Reproduce verbatim the entries from the line containing "of the twilight" through the line containing "(1435, 125)", including both of those lines.

== SUPPLIED DATA ==

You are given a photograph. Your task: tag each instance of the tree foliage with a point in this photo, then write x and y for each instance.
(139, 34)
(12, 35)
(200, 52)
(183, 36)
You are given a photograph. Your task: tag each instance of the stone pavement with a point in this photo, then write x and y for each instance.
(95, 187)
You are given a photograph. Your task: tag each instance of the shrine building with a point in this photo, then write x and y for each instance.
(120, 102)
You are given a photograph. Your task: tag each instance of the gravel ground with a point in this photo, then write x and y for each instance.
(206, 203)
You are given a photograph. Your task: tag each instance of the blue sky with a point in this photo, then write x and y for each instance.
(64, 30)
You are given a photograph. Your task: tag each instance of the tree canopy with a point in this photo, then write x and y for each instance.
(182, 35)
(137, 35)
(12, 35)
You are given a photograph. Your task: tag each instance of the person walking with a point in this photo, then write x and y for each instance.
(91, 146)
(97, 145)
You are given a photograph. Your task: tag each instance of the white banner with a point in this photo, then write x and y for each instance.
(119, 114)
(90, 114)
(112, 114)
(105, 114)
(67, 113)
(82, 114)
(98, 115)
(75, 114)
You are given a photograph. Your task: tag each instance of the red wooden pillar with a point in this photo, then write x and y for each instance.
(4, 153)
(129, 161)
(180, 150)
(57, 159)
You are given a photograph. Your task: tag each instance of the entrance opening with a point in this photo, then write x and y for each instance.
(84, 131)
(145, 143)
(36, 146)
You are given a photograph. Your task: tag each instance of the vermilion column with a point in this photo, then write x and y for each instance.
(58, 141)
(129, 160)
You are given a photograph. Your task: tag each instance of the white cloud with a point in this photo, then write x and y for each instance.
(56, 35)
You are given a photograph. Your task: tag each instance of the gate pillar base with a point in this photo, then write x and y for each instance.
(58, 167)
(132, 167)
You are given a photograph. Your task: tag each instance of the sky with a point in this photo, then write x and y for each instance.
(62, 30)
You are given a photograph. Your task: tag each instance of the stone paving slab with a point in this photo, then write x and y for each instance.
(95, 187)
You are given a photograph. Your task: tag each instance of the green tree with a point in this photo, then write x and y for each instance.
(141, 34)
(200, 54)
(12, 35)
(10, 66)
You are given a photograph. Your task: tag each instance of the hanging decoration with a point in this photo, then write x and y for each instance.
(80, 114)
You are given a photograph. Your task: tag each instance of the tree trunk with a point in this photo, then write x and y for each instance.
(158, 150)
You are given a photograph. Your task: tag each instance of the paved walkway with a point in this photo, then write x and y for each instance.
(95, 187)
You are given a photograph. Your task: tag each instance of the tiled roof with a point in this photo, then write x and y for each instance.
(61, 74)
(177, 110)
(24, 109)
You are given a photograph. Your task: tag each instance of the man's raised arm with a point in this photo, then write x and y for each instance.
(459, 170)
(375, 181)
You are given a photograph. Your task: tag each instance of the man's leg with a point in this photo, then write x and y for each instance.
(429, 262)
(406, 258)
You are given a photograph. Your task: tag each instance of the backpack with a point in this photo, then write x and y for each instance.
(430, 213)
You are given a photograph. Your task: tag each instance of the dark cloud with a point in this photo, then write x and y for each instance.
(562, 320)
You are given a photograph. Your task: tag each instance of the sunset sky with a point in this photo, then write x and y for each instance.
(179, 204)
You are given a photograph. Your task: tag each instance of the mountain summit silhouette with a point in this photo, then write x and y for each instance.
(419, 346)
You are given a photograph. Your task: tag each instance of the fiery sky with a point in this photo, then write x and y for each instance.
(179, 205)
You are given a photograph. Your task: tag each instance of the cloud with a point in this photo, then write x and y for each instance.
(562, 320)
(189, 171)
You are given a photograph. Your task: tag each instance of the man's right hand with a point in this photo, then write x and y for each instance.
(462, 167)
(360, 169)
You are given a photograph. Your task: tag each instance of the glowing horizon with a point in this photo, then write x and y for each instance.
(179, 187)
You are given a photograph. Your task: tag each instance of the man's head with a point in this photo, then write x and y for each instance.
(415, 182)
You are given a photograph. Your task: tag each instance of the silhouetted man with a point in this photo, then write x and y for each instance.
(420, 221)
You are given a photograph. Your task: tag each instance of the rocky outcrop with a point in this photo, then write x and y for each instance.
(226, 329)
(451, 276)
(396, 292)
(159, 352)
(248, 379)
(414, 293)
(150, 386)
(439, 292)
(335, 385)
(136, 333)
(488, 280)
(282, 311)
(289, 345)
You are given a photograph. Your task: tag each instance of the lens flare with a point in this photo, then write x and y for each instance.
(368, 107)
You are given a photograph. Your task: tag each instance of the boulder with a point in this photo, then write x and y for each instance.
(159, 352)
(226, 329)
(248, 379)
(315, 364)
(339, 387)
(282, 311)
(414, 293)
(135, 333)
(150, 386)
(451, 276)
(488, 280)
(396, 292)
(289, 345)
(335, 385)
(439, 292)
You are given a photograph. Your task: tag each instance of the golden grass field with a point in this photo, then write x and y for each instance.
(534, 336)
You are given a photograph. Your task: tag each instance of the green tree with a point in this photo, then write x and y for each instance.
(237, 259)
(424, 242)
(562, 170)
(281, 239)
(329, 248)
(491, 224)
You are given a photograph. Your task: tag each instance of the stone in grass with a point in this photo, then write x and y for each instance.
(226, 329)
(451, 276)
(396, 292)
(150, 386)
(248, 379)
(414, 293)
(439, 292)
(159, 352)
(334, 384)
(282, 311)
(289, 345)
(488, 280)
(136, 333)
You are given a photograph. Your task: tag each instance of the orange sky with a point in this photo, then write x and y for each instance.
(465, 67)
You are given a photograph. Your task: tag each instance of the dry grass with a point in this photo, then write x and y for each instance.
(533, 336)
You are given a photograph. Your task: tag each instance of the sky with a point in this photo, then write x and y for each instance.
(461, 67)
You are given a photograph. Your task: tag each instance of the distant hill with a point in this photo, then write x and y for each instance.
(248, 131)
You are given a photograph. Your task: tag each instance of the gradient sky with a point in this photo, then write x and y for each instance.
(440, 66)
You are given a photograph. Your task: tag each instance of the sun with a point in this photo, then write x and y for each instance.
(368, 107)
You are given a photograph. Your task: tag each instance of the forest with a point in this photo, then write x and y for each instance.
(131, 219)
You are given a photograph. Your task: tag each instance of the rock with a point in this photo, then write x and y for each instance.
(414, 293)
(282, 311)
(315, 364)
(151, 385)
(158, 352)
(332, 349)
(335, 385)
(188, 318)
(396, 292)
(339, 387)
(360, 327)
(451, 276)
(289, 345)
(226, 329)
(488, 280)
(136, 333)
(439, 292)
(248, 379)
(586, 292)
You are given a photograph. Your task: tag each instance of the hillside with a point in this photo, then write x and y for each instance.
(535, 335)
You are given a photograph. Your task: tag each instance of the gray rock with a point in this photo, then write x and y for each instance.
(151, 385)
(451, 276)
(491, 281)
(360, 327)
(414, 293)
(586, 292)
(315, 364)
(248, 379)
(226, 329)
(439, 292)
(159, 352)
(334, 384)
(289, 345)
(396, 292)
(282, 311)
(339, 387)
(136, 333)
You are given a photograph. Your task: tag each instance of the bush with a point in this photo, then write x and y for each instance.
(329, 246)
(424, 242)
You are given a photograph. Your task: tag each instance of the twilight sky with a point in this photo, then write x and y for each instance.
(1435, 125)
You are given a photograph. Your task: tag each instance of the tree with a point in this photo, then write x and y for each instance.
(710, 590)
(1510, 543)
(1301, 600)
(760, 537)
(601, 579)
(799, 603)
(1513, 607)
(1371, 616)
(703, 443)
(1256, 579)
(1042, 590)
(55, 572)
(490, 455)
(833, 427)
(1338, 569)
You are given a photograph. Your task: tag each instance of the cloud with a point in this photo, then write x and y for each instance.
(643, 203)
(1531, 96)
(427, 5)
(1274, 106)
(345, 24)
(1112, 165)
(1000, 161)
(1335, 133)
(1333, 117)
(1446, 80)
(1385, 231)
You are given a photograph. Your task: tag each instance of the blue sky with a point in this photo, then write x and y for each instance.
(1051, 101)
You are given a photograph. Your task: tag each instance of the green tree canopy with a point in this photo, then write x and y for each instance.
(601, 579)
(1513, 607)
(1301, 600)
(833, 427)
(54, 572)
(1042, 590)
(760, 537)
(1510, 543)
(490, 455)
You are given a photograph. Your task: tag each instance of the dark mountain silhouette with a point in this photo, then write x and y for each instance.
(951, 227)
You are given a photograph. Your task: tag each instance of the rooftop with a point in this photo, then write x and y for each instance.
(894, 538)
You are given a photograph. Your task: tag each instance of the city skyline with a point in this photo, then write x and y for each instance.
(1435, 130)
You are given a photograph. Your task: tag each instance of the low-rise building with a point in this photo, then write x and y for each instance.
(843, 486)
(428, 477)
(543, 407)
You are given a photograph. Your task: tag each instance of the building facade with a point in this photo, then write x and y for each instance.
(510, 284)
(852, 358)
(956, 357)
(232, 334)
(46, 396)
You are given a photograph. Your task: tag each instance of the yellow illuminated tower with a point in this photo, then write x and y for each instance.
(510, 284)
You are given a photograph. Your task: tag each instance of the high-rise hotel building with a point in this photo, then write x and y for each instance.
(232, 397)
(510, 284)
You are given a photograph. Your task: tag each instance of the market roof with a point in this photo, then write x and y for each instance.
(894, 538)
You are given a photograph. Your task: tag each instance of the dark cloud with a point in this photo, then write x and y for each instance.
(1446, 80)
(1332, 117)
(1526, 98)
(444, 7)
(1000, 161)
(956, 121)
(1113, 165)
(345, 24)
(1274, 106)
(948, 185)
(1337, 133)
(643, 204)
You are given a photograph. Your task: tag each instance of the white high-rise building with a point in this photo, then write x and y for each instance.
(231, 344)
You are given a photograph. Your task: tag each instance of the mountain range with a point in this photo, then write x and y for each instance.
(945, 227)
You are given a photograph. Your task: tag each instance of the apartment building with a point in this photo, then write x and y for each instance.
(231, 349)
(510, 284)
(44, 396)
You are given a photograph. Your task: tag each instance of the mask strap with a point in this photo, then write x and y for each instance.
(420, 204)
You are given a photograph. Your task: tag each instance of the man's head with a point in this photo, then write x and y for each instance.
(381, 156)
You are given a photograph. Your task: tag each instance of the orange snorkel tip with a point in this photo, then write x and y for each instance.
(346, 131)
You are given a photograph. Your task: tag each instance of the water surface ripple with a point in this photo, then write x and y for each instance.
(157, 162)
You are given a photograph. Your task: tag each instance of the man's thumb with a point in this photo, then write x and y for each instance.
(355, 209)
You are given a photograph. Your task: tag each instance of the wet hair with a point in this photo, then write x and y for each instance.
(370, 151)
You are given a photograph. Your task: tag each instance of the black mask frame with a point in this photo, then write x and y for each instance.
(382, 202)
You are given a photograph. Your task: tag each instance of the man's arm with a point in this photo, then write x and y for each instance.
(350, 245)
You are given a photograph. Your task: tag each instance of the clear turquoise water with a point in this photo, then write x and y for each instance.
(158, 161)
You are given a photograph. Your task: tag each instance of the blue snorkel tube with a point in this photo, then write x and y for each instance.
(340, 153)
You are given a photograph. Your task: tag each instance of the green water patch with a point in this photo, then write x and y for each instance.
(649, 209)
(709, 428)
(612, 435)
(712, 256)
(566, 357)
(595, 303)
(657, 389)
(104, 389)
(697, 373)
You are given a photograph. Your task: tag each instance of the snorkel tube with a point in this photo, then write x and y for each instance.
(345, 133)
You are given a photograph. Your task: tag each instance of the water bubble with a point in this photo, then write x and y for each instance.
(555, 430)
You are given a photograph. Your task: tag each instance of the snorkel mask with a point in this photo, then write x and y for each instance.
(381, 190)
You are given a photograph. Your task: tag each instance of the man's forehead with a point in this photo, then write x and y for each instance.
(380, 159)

===

● **CORRECT OUTPUT**:
You are given a photograph. Your task: tag each instance of the twilight sky with a point in this photo, then write x and y for each instance.
(1435, 125)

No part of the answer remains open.